WHAT YOU SHOULD DO: Give back exactly the line that contains "The component shall return one point per instance of the woman" and all the lines after it in the records below, to the very last, with no other output.

EXCERPTED DATA:

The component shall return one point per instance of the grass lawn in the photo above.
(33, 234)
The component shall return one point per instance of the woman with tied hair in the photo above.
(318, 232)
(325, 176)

RESULT OF THE TASK:
The component shall return one point per instance of the woman with tied hair in the photo above.
(318, 232)
(325, 176)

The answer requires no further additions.